"Temos de ser cruéis. Temos de recuperar a consciência tranquila para sermos cruéis. Que sorte para os ditadores que os homens não pensam"¹.
As quatro da manhã eu com manha no ainda escuro. Minutos depois, o Sol. E eu sem manha para enganar a mim e a outros...
Desânimo; levanto-me, faço café, limpo a casa. - Pra quê? Dez minutos depois parece que meu irmão bailou na cozinha com pés enlameados.
Olhos fatigados, válvula propussora desanimada e hora de ir ao trabalho.
A chuva branda deixa escorregadio o pátio cinza amarronzado da escola.
Os olhos, como nuvens, molham o rosto pálido esverdeado do professor.
A chuva tranquiliza o céu. As lágrimas escoam a tristeza.
Alunos que não fazem atividades; não se interessam em ser mais eles. Contentam-se em ser mais um grão do barro: sem vez, sem voz. Cobranças administrativas para agilizar o não funcional.
Pelo celular leio o discurso da vereadora Karla Coser (Vitória ES) e pensossinto:
Um pai militar, fanático por Boçalnato, aprecia-dor de brigas de galos, estudante - talvez praticante - do nazismo - possivelmente também do fascismo - ensinou seu filho desde tenra infância a atirar, dirigir sem habilitação, sua "superioridade", a ler Minha Luta, de Hitler, a ler a Bíblia, a não ler Machado de Assis, Victor Hugo, Dostoievski, Cervantes, Shakespeare, Marx, Paulo Freire...
Aos quatorze anos o garoto começou a planejar ataque terrorista - será que ele já sabia que era terrorismo ou só pensou no 'quão divertido seria' ou em 'quanta justiça haveria'? -. Aos dezesseis se traja de preto, calça camuflada, suástica no braço direito, pega as duas armas e o carro do pai, sai de casa, vai a uma escola, a mais perto de sua casa, e em seguida vai a sua exescola. Em ambas deixa mortos, feridos, traumatizados. Em Aracruz, no Espírito Santo, no Brasil ficam milhares de confusos, de amedrontados.

INSTRUÇÕES:
1. No trecho sobre o ataque em Aracruz, com que idade o garoto começou a planejar o ataque?
2. Reproduza fielmente o trecho sobre o ataque em Aracruz de "A chuva branda" até "Marx, Paulo Freire...".
3. Dê sequência ao trecho sobre o ataque em Aracruz a partir da última frase apresentada.
Os itens constituem material à parte, independente do trecho sobre o ataque em Aracruz.

DADOS FORNECIDOS:
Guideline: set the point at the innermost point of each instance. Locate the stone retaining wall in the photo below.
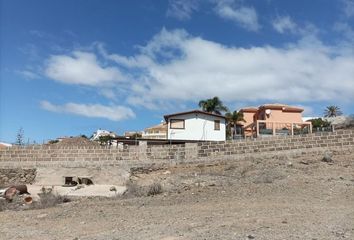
(112, 165)
(80, 156)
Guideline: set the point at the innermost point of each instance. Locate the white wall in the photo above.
(198, 127)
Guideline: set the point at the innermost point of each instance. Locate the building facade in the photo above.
(196, 125)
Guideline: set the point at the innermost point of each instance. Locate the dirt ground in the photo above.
(285, 198)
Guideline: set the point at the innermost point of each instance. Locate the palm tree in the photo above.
(213, 105)
(332, 111)
(232, 120)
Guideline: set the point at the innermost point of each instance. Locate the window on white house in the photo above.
(177, 124)
(216, 124)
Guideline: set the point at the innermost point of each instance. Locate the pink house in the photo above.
(273, 119)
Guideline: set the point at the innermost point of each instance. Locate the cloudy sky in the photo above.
(71, 67)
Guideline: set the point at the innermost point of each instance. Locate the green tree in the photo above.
(232, 120)
(332, 111)
(319, 123)
(20, 137)
(213, 105)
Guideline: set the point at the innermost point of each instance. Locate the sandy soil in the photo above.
(278, 199)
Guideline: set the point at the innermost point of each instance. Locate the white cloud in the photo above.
(182, 9)
(29, 74)
(348, 7)
(283, 24)
(175, 66)
(114, 113)
(345, 29)
(244, 16)
(81, 68)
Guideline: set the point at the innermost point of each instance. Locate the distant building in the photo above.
(156, 132)
(196, 125)
(4, 145)
(133, 134)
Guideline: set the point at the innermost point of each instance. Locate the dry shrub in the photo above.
(133, 189)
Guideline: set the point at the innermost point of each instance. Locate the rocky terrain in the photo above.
(310, 197)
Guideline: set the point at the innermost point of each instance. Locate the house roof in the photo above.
(161, 126)
(284, 107)
(192, 111)
(249, 109)
(3, 145)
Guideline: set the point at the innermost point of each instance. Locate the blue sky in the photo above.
(71, 67)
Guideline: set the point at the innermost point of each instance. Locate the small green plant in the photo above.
(49, 199)
(154, 189)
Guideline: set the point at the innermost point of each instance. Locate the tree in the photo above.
(332, 111)
(232, 120)
(213, 105)
(319, 123)
(20, 137)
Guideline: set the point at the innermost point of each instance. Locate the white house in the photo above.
(102, 133)
(196, 125)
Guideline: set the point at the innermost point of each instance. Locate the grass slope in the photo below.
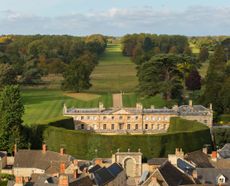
(114, 73)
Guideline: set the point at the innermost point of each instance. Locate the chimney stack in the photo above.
(214, 156)
(44, 148)
(205, 150)
(19, 180)
(62, 151)
(75, 174)
(62, 168)
(190, 103)
(210, 106)
(194, 174)
(15, 149)
(63, 180)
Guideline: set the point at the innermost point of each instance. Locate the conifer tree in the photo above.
(11, 112)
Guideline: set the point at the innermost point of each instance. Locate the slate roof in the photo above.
(157, 161)
(94, 168)
(173, 176)
(198, 158)
(194, 110)
(103, 176)
(209, 175)
(225, 151)
(182, 110)
(49, 161)
(115, 169)
(84, 181)
(185, 166)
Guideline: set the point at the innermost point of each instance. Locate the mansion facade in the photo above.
(137, 120)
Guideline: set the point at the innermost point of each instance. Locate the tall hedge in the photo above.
(82, 145)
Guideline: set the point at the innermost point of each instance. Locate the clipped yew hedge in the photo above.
(189, 135)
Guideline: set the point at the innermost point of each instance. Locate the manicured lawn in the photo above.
(41, 105)
(114, 73)
(130, 100)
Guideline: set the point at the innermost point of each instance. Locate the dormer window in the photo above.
(220, 179)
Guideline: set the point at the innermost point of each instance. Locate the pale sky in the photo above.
(115, 17)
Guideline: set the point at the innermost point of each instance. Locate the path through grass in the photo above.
(114, 73)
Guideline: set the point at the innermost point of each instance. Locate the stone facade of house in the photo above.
(135, 120)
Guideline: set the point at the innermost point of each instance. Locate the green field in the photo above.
(114, 73)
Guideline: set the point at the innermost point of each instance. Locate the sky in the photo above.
(115, 17)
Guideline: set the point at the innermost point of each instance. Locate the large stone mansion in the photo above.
(135, 120)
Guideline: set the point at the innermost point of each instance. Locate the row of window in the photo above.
(128, 127)
(147, 118)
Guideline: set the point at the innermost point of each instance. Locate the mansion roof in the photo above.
(181, 110)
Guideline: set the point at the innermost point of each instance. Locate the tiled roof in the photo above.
(173, 176)
(193, 110)
(94, 168)
(103, 176)
(48, 160)
(157, 161)
(115, 169)
(225, 151)
(199, 158)
(182, 110)
(209, 175)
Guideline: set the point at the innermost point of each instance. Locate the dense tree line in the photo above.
(141, 47)
(165, 64)
(217, 84)
(32, 57)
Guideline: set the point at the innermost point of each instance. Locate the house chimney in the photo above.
(190, 103)
(101, 106)
(64, 109)
(214, 156)
(63, 180)
(205, 150)
(194, 174)
(139, 106)
(62, 151)
(44, 148)
(15, 149)
(75, 174)
(75, 162)
(154, 181)
(18, 180)
(62, 168)
(210, 106)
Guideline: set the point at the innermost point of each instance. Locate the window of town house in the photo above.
(152, 126)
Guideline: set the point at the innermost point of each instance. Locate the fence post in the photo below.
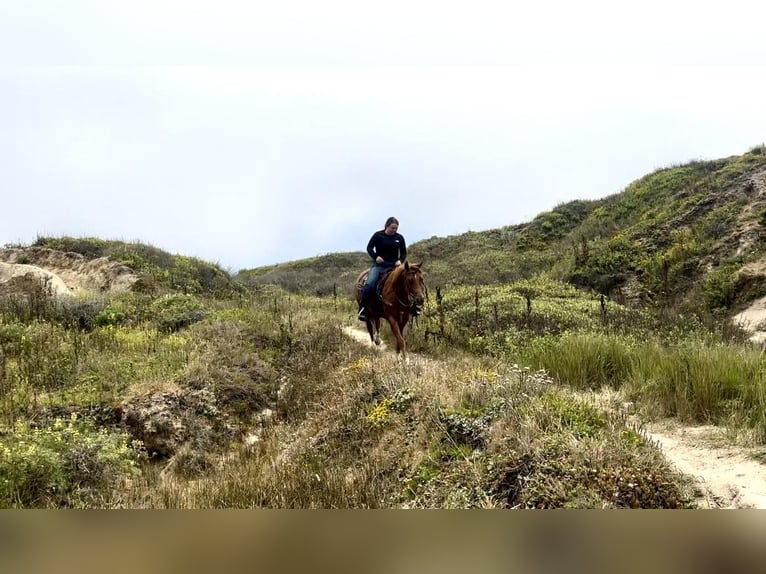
(440, 310)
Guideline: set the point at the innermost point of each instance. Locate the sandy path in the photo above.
(726, 477)
(363, 337)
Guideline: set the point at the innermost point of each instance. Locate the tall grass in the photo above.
(697, 381)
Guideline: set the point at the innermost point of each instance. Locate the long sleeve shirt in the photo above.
(390, 247)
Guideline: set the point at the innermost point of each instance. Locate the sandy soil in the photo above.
(67, 273)
(753, 319)
(726, 476)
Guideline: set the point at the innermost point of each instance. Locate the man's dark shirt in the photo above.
(389, 247)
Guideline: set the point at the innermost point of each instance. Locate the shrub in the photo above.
(70, 464)
(174, 312)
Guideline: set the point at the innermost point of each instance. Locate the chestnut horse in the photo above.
(400, 298)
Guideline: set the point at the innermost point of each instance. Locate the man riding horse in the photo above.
(387, 249)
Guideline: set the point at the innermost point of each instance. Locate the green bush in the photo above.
(720, 288)
(174, 312)
(68, 464)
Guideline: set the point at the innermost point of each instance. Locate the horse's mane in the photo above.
(393, 277)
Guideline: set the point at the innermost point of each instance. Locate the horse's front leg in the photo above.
(401, 346)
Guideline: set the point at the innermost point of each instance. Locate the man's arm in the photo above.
(371, 246)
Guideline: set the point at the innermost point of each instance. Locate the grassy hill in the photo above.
(159, 270)
(199, 390)
(686, 236)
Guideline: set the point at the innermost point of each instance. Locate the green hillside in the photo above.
(682, 236)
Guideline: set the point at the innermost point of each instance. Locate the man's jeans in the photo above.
(372, 279)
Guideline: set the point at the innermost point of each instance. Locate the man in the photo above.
(388, 250)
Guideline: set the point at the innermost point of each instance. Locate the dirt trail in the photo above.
(726, 476)
(362, 337)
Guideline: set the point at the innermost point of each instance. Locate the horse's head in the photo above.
(416, 287)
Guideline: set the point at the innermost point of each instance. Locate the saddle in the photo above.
(377, 299)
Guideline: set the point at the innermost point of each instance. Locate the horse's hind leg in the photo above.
(401, 346)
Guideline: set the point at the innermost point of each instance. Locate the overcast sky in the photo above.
(249, 133)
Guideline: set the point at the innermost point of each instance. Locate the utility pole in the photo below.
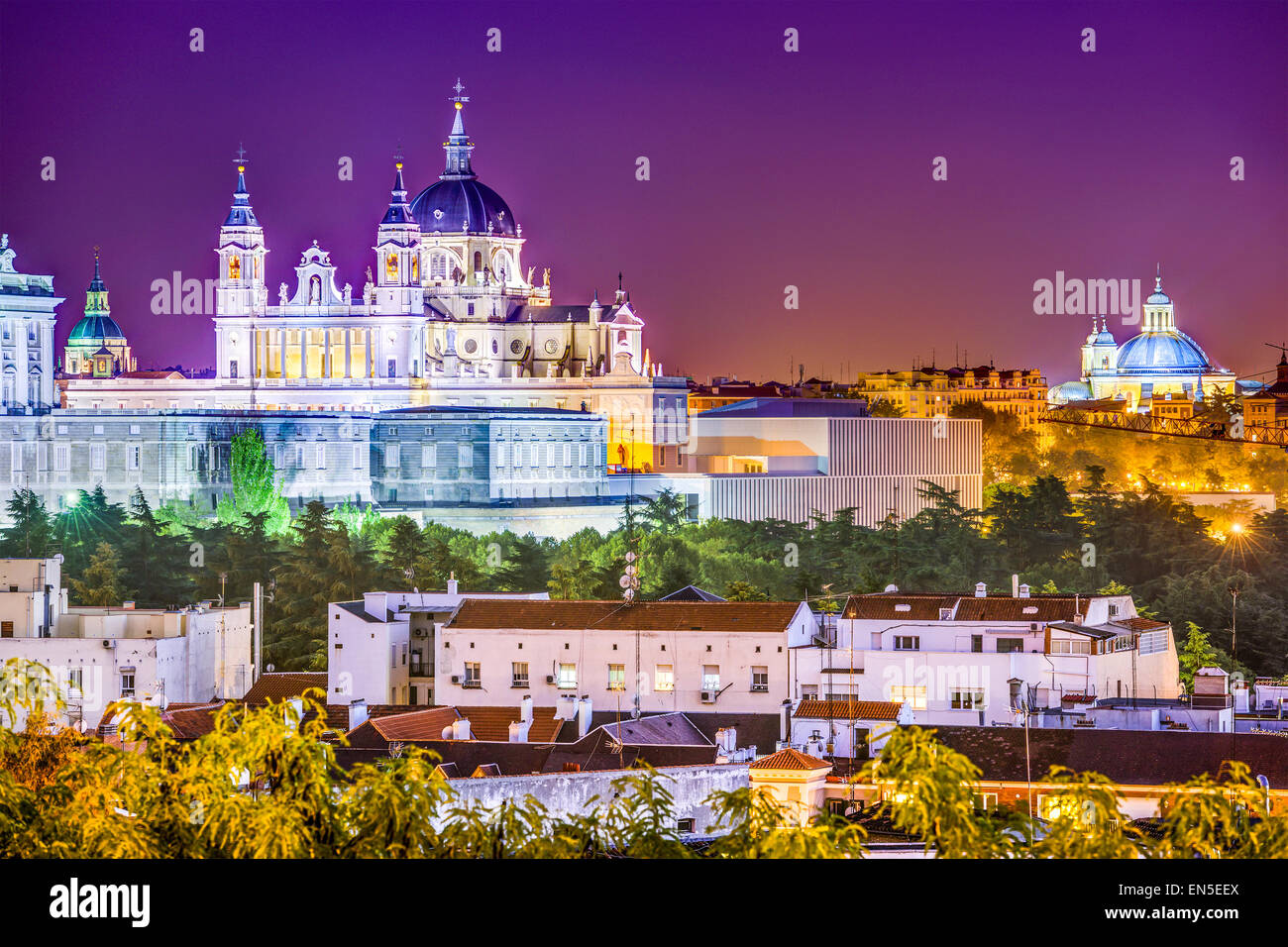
(258, 628)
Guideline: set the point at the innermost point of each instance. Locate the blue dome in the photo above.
(446, 204)
(95, 329)
(1160, 354)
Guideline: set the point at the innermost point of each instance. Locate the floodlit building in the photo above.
(381, 648)
(986, 659)
(795, 458)
(670, 656)
(1157, 361)
(98, 655)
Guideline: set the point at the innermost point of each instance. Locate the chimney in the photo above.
(357, 712)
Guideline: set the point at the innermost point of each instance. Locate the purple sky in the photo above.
(768, 167)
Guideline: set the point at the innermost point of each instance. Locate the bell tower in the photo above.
(398, 253)
(241, 250)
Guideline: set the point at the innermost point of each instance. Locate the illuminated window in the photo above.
(967, 699)
(913, 694)
(473, 674)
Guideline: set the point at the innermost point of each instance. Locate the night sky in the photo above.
(768, 167)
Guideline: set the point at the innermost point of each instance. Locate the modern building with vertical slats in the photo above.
(797, 458)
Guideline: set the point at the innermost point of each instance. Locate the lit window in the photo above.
(967, 699)
(913, 694)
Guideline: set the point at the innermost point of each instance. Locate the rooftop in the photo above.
(619, 616)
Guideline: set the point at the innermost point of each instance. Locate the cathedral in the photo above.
(1160, 364)
(97, 347)
(449, 315)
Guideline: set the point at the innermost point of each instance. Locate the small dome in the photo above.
(94, 329)
(446, 204)
(1069, 390)
(1160, 354)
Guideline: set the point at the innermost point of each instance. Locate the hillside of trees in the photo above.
(1146, 541)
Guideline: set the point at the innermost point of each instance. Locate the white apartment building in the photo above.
(380, 650)
(687, 656)
(962, 660)
(98, 655)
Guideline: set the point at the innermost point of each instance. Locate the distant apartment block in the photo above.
(98, 655)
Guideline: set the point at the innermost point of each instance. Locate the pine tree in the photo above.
(257, 484)
(102, 582)
(33, 532)
(1197, 652)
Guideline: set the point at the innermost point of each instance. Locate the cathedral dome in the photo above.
(1162, 352)
(446, 205)
(458, 201)
(95, 329)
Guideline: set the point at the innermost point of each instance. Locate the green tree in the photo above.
(102, 582)
(31, 534)
(1197, 652)
(257, 484)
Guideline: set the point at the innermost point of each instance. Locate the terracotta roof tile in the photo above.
(618, 616)
(849, 710)
(493, 723)
(787, 758)
(419, 724)
(279, 685)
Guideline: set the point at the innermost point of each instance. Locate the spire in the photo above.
(458, 145)
(97, 282)
(241, 214)
(95, 296)
(398, 210)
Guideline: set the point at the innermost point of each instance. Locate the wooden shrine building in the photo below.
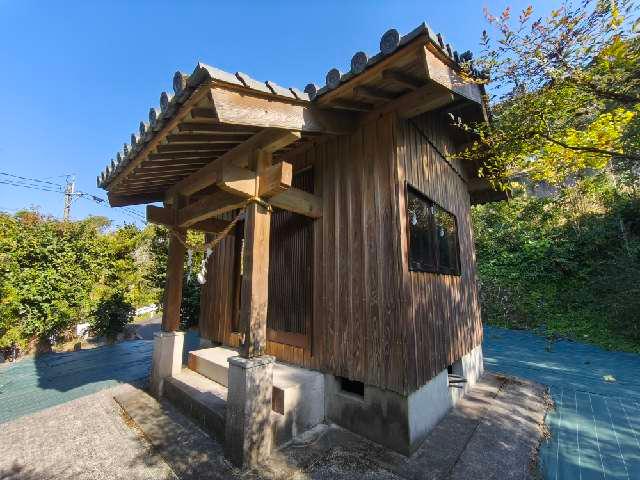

RESPOSTAS POR TAREFA:
1. Aos quatorze anos.

2.
A chuva branda deixa escorregadio o pátio cinza amarronzado da escola.
Os olhos, como nuvens, molham o rosto pálido esverdeado do professor.
A chuva tranquiliza o céu. As lágrimas escoam a tristeza.
Alunos que não fazem atividades; não se interessam em ser mais eles. Contentam-se em ser mais um grão do barro: sem vez, sem voz. Cobranças administrativas para agilizar o não funcional.
Pelo celular leio o discurso da vereadora Karla Coser (Vitória ES) e pensossinto:
Um pai militar, fanático por Boçalnato, aprecia-dor de brigas de galos, estudante - talvez praticante - do nazismo - possivelmente também do fascismo - ensinou seu filho desde tenra infância a atirar, dirigir sem habilitação, sua "superioridade", a ler Minha Luta, de Hitler, a ler a Bíblia, a não ler Machado de Assis, Victor Hugo, Dostoievski, Cervantes, Shakespeare, Marx, Paulo Freire...

3.
Depois de seu grande (de)feito vai pra casa, estaciona o carro na garagem, recarrega as armas e as põe no lugar, retira a suástica montada com fitas vermelhas e almoça em paz com seus pais.
Onde estou as aulas do dia ainda não começaram, mas já há excesso de vozes. Muitas em minha cabeça: lar, extermínio, escola... Outras tantas do professorado. Saio uns três passos da sala dos professores e volto a uns trechos do discurso de Coser: "O ódio, a exaltação às armas livremente, a normalização de símbolos nazistas são base pra esse crime que aconteceu em Aracruz. Quem apertou o gatilho junto? Essa pergunta é pra toda sociedade refletir. A questão dos tiroteios nas escolas e das violências cotidianas que professoras e alunos sofrem é muito complexo e não pode ser olhada apenas pela ótica da segurança pública. O diálogo e a construção precisa passar pela educação e pela assistência. Não é simples e, por isso, não existem soluções fáceis.".
Cansado, escoro-me ao lado de um vaso de plantas fora da sala dos professores.
_ Por que está aqui fora?
_ Gosto de estar próximo das plantas...
_ Elas não falam mal, não ofendem.
Imagino que ela se refere ao como fui tratado pela minha "chefe" dois dias antes. Digo:
_ Plantas são silenciosas. Anseio a sua serenidade, paciência.
A pessoa se vai e sussurro às folhagens:
_ Meu coração se machuca. Dois ou três dias prostrado, cansado. Chuvas e ventanias.
E as plantam me sussurram em resposta:
_ "Minha estrela vai se apagar"². O que tem que brilhar é a escrita de quem veio denunciar, encorajar.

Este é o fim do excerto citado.